──────── ROWS
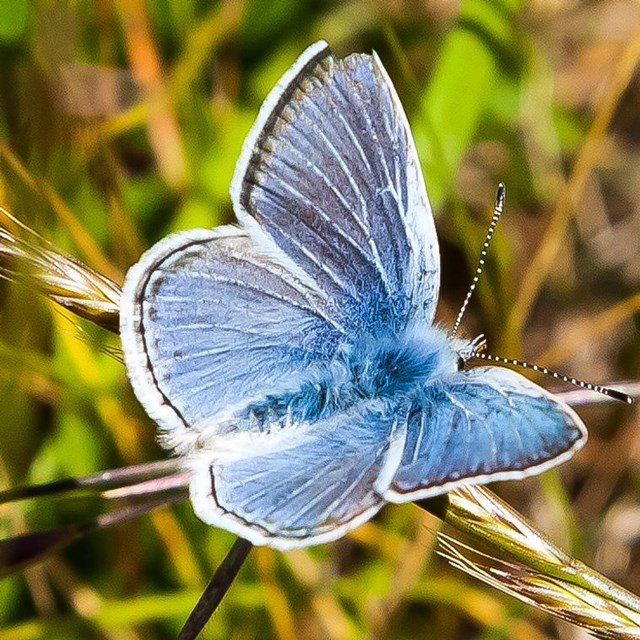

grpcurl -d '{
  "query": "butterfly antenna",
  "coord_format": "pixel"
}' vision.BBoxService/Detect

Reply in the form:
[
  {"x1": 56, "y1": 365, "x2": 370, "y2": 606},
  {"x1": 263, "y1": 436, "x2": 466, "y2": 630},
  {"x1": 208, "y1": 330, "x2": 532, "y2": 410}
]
[
  {"x1": 451, "y1": 182, "x2": 505, "y2": 337},
  {"x1": 471, "y1": 351, "x2": 633, "y2": 404}
]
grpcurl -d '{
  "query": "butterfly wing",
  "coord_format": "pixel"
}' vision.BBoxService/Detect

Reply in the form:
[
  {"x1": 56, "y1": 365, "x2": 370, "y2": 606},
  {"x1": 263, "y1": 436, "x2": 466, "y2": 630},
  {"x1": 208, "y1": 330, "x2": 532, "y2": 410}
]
[
  {"x1": 231, "y1": 42, "x2": 439, "y2": 336},
  {"x1": 121, "y1": 226, "x2": 343, "y2": 445},
  {"x1": 189, "y1": 402, "x2": 404, "y2": 549},
  {"x1": 384, "y1": 367, "x2": 587, "y2": 502}
]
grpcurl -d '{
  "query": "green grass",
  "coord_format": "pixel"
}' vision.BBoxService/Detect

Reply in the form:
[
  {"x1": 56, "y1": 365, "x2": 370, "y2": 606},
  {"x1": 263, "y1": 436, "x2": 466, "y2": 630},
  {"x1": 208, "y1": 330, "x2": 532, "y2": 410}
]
[{"x1": 0, "y1": 0, "x2": 640, "y2": 640}]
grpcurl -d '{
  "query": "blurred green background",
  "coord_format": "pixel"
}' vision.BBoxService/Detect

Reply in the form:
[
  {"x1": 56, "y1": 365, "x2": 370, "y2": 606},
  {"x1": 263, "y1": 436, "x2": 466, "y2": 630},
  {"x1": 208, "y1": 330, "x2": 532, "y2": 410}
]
[{"x1": 0, "y1": 0, "x2": 640, "y2": 640}]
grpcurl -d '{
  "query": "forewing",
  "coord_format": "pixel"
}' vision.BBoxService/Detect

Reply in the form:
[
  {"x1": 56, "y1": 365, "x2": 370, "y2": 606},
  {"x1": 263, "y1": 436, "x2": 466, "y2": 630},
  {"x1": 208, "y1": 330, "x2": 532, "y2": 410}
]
[
  {"x1": 384, "y1": 367, "x2": 587, "y2": 502},
  {"x1": 231, "y1": 42, "x2": 439, "y2": 335},
  {"x1": 190, "y1": 403, "x2": 404, "y2": 549},
  {"x1": 121, "y1": 227, "x2": 342, "y2": 444}
]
────────────────
**SHORT EXERCISE**
Count the lines in the material above that contain the string "green", matching case exactly, and give only the number.

**REPLY**
2